>>

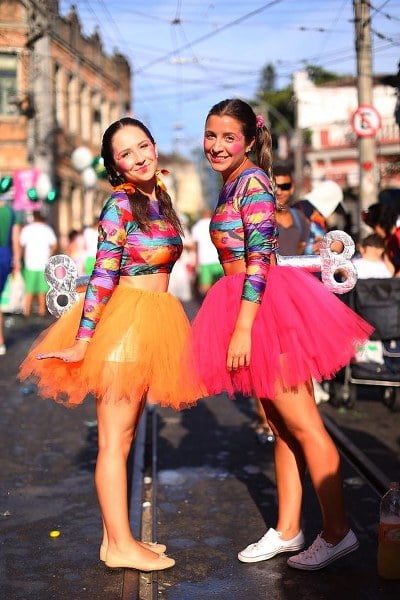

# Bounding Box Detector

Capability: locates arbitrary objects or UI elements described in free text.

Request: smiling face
[111,125,157,191]
[203,115,253,181]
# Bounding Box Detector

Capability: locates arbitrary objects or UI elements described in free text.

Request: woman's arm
[227,175,277,370]
[37,197,126,362]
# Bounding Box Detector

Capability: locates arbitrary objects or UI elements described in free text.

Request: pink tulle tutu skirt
[192,266,373,398]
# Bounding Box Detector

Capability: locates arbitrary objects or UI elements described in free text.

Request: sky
[60,0,400,157]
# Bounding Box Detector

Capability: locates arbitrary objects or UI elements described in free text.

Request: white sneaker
[287,529,359,571]
[238,527,304,562]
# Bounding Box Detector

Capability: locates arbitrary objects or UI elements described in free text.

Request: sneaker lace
[300,535,330,558]
[253,530,276,549]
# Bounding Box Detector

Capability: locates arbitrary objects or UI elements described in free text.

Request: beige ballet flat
[105,550,175,571]
[100,542,167,562]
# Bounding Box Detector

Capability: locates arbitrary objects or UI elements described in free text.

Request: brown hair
[207,98,272,180]
[101,117,182,233]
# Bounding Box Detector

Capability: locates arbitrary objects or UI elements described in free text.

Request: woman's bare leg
[270,381,349,544]
[261,399,305,540]
[95,400,157,561]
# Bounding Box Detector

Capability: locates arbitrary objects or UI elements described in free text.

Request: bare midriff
[222,254,276,275]
[222,258,246,275]
[118,273,169,292]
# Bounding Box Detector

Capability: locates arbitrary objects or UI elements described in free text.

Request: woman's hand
[36,340,89,362]
[226,327,251,371]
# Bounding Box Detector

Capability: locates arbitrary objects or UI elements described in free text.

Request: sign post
[351,104,382,138]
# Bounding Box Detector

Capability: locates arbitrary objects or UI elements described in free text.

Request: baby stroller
[329,277,400,411]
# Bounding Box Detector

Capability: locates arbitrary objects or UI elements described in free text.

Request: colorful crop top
[210,167,278,304]
[76,191,182,340]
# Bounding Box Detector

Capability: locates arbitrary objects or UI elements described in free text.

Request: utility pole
[353,0,378,224]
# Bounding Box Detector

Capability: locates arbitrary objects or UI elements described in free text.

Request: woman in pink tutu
[19,117,204,571]
[193,99,372,570]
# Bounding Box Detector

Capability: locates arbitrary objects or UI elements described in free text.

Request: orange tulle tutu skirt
[19,285,205,409]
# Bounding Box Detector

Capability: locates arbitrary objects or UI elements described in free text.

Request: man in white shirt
[353,233,394,279]
[191,207,223,296]
[19,211,57,317]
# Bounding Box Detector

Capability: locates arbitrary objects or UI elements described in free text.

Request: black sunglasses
[275,182,292,192]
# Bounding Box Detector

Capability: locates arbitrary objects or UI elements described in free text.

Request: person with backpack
[274,165,310,256]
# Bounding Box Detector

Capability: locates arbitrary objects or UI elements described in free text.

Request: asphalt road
[0,306,400,600]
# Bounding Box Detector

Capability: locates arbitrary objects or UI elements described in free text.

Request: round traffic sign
[351,104,382,137]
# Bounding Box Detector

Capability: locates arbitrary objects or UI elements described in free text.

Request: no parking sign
[351,104,381,137]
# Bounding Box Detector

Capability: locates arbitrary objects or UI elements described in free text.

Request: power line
[136,0,282,73]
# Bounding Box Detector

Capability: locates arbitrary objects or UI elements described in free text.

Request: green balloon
[0,176,13,194]
[46,188,58,204]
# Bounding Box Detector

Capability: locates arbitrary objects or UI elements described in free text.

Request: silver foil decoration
[45,230,357,317]
[44,254,89,317]
[277,229,357,294]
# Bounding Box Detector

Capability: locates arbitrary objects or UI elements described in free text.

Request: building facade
[0,0,132,244]
[293,71,400,193]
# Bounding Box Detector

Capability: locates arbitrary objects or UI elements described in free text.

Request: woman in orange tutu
[19,118,204,571]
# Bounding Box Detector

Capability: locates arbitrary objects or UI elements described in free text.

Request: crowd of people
[0,99,400,571]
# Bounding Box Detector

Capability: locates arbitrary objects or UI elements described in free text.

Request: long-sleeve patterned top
[76,191,182,340]
[210,167,278,303]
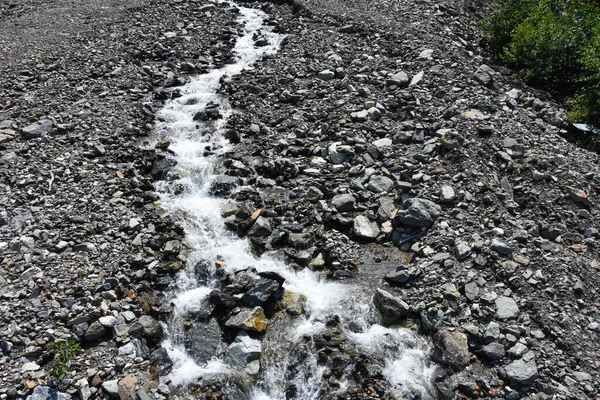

<<

- _Directive_
Reproduce the data from its beginning through the line holding "[253,530,276,549]", inclusive, with every "sneaker" switched to "shoe" and all else unchanged. Leave the pictures out.

- _Complete response_
# Bounding Box Detector

Capability: locates arbitrary objects or UI elements described in free text.

Request: smiling face
[111,125,157,191]
[203,115,253,181]
# Bounding Box Detector

Capability: locates arbitrary objects or UI elements described in free text.

Request: woman's arm
[227,175,277,370]
[37,197,126,362]
# Bounding Box Detector

Capability: locates arbitrary objects or UI elements described in free text.

Request: pink tulle tutu skirt
[192,266,373,398]
# Bounding Box Detector

Capability: locates arbitrary objects or UI elements described in free text.

Request: sky
[60,0,400,157]
# Bounding Box Detector

Capability: locates arbitrary objects or UI elements described in free text.

Request: white shoe
[287,529,359,571]
[238,527,304,562]
# Bounding Box Detector

Capability: locates arbitrary objects or UI elements described in free text.

Request: shoe lace
[300,535,330,558]
[253,530,276,549]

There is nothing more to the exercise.